EXCERPT:
/---
They're completely unrepentant.
And again, as far as Julian Assange, we don't know that he is really in the clear and that he will be able to go and live his life as he wants now.
So, no, they sometimes they have no choice but to give, but they are not repentant.
And this isn't a sign of change, and I don't think it contributed at all.
I don't think Gonzalez, what happened to Gonzala, has anything to do with this at all.
I think that the United States is actually quite happy with the outcome it's achieved.
It's got a conviction.
It's muted Assange as a journalist.
And far from being in the clear, he's got a,
conviction now hanging over him. If he steps out of line, they can come after him again.
And of course, they've got what they wanted. They can warn other people too. Absolutely the
correct decision for Julian Assange. No one should criticize him for what he has done. But,
as I said, in terms of the causation of the case, Gonzála's case had nothing to do with it.
I said that, by the way, quickly add on the topic of Putin's and somebody brought him up,
I noticed that in a press conference, Putin actually mentioned Gonzalo.
\---
RECORD SET:
/---
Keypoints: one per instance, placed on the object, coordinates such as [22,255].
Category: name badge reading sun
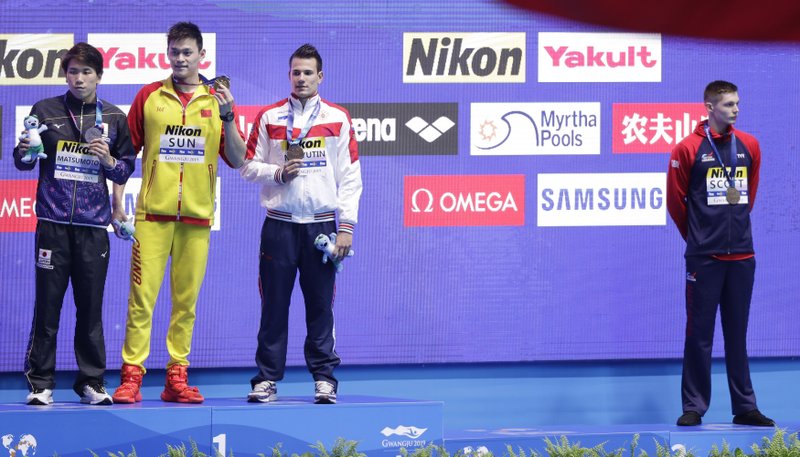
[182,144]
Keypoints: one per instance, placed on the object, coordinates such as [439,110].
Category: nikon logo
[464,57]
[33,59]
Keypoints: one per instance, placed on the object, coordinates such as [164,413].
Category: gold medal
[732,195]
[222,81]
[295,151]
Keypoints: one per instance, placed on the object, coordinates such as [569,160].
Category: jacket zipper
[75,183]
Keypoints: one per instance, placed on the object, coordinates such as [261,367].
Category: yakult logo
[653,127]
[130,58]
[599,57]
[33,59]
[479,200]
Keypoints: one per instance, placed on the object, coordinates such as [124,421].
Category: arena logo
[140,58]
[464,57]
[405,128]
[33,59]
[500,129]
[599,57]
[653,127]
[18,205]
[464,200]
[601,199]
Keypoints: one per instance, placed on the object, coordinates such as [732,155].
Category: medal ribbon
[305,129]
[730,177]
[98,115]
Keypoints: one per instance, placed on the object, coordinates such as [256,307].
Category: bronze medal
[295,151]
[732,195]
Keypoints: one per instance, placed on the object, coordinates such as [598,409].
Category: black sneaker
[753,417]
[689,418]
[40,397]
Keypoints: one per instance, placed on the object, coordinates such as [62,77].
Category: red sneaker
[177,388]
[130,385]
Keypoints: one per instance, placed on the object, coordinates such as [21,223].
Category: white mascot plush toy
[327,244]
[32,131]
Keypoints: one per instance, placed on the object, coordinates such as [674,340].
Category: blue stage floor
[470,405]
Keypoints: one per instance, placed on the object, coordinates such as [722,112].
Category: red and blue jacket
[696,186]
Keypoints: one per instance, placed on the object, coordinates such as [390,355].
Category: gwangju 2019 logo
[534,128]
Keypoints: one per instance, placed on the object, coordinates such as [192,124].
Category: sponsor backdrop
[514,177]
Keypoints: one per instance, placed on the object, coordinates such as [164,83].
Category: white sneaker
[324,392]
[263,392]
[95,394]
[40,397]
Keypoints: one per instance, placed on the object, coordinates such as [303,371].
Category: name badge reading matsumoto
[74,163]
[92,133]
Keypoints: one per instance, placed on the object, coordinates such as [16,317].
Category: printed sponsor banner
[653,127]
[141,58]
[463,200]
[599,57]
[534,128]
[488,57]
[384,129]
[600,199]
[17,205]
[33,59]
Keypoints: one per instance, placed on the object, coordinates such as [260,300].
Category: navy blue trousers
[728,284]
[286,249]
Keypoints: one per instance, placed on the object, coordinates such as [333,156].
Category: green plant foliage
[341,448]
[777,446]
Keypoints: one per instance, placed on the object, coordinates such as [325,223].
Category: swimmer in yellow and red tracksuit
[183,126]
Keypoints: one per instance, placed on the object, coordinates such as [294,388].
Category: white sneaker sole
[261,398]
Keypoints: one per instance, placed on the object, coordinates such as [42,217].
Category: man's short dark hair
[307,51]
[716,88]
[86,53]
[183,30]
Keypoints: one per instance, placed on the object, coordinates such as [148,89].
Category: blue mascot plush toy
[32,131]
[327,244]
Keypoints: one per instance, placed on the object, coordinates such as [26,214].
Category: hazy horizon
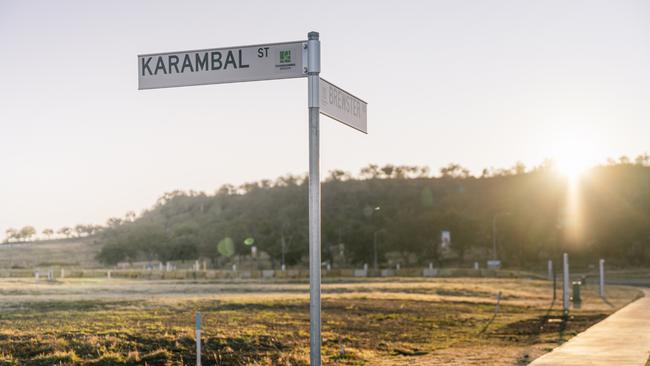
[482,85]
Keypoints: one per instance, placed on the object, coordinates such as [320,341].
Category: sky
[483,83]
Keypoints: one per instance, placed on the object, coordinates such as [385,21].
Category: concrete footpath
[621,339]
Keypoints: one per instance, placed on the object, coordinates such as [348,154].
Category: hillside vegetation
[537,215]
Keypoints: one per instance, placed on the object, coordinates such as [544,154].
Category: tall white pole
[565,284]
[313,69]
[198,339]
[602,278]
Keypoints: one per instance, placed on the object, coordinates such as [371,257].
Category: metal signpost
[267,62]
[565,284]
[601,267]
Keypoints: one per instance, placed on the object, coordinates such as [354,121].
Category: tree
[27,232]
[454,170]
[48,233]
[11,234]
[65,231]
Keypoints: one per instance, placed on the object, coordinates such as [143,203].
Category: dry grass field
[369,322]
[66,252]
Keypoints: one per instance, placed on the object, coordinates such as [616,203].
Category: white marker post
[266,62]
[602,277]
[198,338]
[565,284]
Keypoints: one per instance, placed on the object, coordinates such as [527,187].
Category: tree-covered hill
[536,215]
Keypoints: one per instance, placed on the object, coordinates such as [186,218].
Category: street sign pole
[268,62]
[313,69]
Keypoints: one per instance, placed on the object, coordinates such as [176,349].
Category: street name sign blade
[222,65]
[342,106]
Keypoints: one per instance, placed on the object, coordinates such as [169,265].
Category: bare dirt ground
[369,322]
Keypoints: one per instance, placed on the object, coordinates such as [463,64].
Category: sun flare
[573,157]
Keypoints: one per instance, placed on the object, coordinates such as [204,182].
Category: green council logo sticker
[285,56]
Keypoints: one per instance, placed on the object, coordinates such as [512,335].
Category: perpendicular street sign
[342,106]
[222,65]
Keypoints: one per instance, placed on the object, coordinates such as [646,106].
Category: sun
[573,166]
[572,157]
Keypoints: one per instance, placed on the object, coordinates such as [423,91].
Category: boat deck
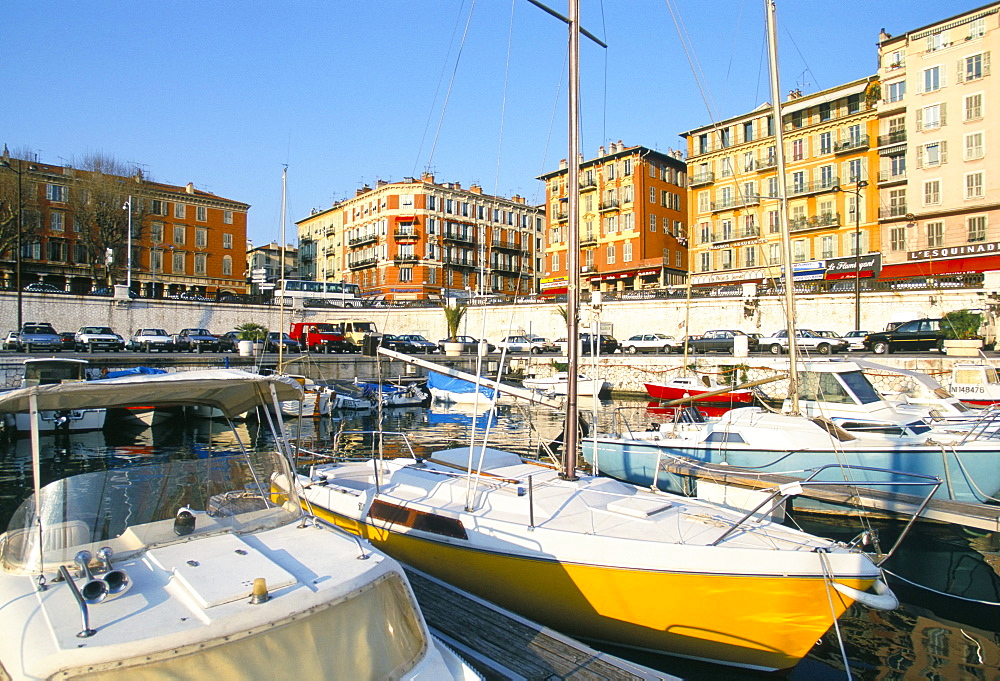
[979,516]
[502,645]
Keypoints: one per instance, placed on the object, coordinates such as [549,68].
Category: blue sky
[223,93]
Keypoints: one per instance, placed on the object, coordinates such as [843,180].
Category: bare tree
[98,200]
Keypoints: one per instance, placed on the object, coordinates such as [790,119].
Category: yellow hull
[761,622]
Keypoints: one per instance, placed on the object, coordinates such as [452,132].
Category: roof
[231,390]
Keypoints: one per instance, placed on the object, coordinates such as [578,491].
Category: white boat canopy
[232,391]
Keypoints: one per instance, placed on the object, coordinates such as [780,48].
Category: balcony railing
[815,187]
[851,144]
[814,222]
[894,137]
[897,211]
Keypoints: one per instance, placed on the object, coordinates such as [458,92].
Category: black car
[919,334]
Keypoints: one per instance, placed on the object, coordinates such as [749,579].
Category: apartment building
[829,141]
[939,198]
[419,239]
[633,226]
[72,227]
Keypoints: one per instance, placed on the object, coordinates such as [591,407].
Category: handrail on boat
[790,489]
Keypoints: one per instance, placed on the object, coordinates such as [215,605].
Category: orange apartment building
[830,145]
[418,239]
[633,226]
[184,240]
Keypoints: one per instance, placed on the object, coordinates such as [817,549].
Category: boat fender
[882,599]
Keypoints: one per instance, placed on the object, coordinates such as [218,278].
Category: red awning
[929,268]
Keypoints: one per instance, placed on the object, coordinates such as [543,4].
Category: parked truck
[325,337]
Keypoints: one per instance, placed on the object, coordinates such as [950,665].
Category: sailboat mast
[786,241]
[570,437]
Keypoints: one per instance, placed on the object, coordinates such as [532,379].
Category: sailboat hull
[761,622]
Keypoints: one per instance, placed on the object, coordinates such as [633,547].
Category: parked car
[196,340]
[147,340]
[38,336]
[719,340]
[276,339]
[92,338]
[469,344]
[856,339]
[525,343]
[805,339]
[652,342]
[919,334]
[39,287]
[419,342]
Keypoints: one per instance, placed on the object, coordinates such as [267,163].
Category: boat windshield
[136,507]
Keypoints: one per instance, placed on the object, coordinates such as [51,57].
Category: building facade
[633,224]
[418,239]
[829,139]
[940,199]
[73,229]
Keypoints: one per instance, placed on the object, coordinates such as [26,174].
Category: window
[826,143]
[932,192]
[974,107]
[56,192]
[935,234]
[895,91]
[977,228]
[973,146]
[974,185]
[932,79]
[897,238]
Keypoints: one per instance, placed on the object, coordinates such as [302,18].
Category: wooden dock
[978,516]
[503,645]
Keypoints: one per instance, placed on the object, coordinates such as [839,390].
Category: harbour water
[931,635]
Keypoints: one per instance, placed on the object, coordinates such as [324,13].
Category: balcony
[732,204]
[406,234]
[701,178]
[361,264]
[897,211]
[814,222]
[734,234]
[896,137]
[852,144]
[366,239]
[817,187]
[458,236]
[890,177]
\---
THE PROBLEM:
Answer these questions about the excerpt on Julian Assange.
(a) According to the speaker, what has the United States obtained?
(b) What can the United States do if Assange steps out of line?
(c) How does the speaker describe the decision for Julian Assange?

SOLUTION FOR THIS TASK:
(a) A conviction.
(b) Come after him again.
(c) As absolutely the correct decision.